● Exercise tasks:
- A) Summarize the passage on Lincoln's inaugural address in three sentences.
- B) In the passage on Lincoln's inaugural address, what flag rose over the Confederate Capitol at almost the same hour as the speech?
- C) Carry the passage on Lincoln's inaugural address forward from its final sentence.

His concluding remarks presented a quiet challenge based in realism and a poetic call to reason. Having done all he could in the form of verbal reassurance, he told those bent on war that "you can have no war, without being yourselves the aggressors." Then came the trusting, soul-stirring prose that captured everyone's attention. "The mystic chords of memory, stretching from every battlefield, and patriot grave, to every living heart and hearthstone, all over this broad land, will yet swell the chorus of the Union, when again touched, as surely they will be, by the better angels of our nature." While those gathered on Capitol Hill offered their polite applause, almost at the same hour the Stars and Bars rose for the first time over the Confederate Capitol. While northern papers generally lauded the president's remarks, the Charleston Mercury noted what it saw as Lincoln's "feeble inability to grasp the circumstances of this momentous emergency."

The editor of the Mercury had a point, but if Lincoln erred in his judgment of Southerners, he made the same mistake that thousands of others in the North were making at the same time. As was evidenced in his address, Lincoln believed, or at the very least deeply hoped, that the vast majority of the people in the South were tied to the Union with the same strong, "mystic chords of memory" as were he and the people of the North. Given time, reassurance, and evidence of the government's good intentions, the vast majority of the people in the seceded states would happily return to, and support, the national government; or so it was commonly thought by Lincoln and many other men in authority. Subdue the radical few, mostly the powerful slaveholders of the South, treat everyone else lawfully and with an attitude of reconciliation, and peaceful reunion could be easily achieved — or so they hoped. In responding to some supporters from New York who applauded his remarks, Lincoln said, "[T]here will be more rejoicing over one sheep that is lost, and is found, than over the ninety and nine that have not gone astray." That was the basis of the policy the president established on the day he took office. A man of his word, Lincoln and his administration would follow this policy unless and until its premise proved false.

The tension of the times dampened the force of those words. With pressure building at various locations in the South for the surrender of government forts and arsenals, few ears there would have heard anything conciliatory in whatever the president had to say, had they been able to listen. Even Secretary of State William Seward, who had been deeply involved in the preparation of the inaugural address, but who had since been caught up in the whirl of appointments in which the entire cabinet was awash, complained on the first of April that the administration had no policy, either foreign or domestic. Lincoln gave him a brisk referral to the words of the speech. He also reassured Seward of his own steadfastness. "When a general line of policy is adopted," said the president, "I apprehend there is no danger of its being changed without good reason, or continuing to be a subject of unnecessary debate."

● Recorded data:
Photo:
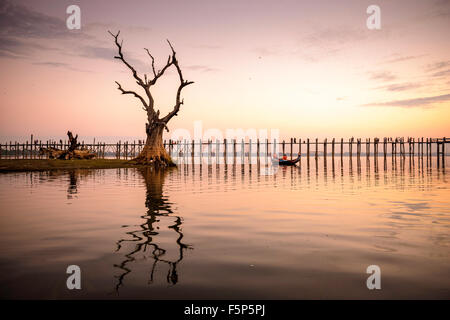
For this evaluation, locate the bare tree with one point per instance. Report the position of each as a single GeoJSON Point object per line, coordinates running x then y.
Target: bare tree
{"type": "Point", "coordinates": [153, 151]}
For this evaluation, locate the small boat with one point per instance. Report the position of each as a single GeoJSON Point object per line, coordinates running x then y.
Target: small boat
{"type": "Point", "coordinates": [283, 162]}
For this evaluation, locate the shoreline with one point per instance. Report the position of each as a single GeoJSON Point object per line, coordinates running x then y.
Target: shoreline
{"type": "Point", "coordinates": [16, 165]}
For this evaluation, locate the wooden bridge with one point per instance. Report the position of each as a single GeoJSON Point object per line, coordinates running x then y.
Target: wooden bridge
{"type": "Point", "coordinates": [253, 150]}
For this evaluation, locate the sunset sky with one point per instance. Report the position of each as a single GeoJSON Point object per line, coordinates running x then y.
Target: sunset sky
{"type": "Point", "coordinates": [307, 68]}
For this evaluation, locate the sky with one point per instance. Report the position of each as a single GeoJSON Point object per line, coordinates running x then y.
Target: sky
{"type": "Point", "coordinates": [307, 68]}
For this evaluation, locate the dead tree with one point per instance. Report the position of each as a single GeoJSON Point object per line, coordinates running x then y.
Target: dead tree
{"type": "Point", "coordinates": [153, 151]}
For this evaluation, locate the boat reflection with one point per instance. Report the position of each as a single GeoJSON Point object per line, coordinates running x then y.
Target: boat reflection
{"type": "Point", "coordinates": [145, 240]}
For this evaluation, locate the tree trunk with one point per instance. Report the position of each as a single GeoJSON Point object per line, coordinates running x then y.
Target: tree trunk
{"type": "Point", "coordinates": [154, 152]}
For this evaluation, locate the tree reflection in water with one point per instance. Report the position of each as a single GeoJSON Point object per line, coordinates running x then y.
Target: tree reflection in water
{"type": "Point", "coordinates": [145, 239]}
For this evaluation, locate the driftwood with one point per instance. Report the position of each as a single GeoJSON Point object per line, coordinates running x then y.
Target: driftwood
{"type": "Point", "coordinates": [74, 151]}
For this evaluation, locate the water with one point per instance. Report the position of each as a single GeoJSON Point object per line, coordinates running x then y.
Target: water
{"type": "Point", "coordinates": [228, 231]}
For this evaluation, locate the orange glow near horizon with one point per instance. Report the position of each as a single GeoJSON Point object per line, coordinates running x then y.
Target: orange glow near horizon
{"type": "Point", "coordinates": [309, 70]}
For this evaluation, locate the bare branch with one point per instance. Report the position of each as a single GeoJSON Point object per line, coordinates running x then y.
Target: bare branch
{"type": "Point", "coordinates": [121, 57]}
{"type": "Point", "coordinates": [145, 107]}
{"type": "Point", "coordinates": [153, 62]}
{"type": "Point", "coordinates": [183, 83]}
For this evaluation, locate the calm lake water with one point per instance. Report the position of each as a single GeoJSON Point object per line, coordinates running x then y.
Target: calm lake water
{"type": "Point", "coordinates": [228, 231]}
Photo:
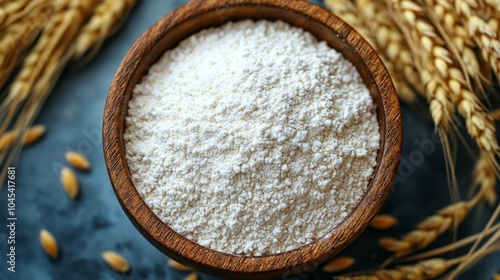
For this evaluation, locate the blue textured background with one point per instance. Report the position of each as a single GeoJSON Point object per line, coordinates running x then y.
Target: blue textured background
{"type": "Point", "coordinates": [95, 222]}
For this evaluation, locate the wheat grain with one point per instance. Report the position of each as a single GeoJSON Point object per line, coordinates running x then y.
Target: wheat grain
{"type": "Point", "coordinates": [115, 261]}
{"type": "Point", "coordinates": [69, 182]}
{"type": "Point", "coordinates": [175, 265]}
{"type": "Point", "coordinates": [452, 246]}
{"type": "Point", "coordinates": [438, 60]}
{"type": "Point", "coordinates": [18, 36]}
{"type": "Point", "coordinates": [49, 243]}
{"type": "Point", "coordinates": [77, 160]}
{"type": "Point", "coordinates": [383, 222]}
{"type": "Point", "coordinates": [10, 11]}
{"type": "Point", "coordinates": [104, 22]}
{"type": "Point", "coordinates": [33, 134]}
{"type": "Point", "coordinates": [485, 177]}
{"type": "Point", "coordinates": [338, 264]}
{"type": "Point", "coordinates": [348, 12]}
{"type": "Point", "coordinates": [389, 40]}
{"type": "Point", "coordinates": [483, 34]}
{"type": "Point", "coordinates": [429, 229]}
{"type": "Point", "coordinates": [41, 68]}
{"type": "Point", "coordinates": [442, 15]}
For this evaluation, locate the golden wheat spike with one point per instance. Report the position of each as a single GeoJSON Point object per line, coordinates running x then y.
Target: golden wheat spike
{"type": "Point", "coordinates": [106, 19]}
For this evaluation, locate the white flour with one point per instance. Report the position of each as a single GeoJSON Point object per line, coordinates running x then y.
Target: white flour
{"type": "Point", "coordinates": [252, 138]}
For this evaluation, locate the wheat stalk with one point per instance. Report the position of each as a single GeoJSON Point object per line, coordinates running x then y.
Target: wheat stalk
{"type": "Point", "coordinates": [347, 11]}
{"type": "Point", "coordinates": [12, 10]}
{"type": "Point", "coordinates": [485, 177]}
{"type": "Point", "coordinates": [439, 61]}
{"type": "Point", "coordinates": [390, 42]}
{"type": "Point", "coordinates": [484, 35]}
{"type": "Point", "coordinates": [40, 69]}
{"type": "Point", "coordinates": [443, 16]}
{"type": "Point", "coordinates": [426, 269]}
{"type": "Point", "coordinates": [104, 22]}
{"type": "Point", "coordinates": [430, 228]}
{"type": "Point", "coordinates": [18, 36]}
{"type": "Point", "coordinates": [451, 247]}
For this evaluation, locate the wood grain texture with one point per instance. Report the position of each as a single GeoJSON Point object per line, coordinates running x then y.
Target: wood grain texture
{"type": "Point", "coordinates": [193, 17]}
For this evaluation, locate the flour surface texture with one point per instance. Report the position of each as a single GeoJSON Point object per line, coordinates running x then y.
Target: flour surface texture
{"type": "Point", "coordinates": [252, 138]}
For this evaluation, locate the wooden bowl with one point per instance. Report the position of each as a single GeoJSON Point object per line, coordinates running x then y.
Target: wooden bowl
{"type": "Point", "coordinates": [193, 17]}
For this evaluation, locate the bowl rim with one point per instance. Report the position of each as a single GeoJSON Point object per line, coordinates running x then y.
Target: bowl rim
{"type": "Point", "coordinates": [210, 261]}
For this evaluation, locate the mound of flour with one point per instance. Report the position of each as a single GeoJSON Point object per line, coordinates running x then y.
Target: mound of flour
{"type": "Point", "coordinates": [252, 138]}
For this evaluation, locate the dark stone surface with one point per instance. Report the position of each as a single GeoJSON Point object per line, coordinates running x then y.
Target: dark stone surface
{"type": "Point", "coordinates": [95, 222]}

● Exercise answers:
- A) Lincoln closed his address by telling those bent on war that they could have no war without being the aggressors themselves, and by appealing to "the better angels of our nature." Northern papers generally praised the speech, while the Charleston Mercury saw in it a "feeble inability" to grasp the emergency. Lincoln believed or hoped that most Southerners were still bound to the Union, so his policy was to subdue the radical few and treat everyone else lawfully and with reconciliation, and when Seward complained on April 1 that the administration had no policy, Lincoln pointed him to the speech.

- B) The Stars and Bars.

- C)
The firing on Fort Sumter settled the question of whether there would be war. Low on ammunition, with fire threatening their powder magazine, and out of food, the small Union garrison surrendered on April 14, 1865, after thirty-four hours of bombardment and return fire that had killed no one on either side but that had set everyone, North and South, afire. President Lincoln immediately called for troops to regain control of this piece of federal property and to quell the rebellion. Ominously, rather than hearing calls from the loyal people of the South for those troops to be quickly dispatched, instead, shouts to meet this act of aggression with equal force rose to fever pitch in nearly every state that permitted slavery within its boundaries. Perhaps equally ominously for a leader hoping to calmly reassure the people in the South whose loyalty may have been wavering, the streets of every community in the North filled with men eager to right this wrong, to fight fire with fire.

To many active or former officers of the United States Army who remained faithful to the Union cause, men like George B. McClellan, the policy espoused in the president's inaugural address made perfect sense. This was a war to preserve the Union. It was not, nor should it become, in their view, a war to destroy or alter Southern society or to correct or punish societal wrongs, although even then such ideas had the support of a very vocal minority on Capitol Hill. It was to be fought fairly by men, uniformed and armed, maneuvering on battlefields or to strategically important geographic positions, who would target the uproarious few and leave everyone else alone. Southern civilians were outside the fray. As citizens of the United States, they were entitled to, and would receive, the protection of its laws and government. When Henry Halleck first assumed command in Missouri in the fall of 1861, the first order he received from McClellan was to "impress the inhabitants ... that we are fighting solely for the integrity of the Union ... to restore to the nation the blessings of peace and good order." McClellan thus echoed the sentiments of his commander in chief.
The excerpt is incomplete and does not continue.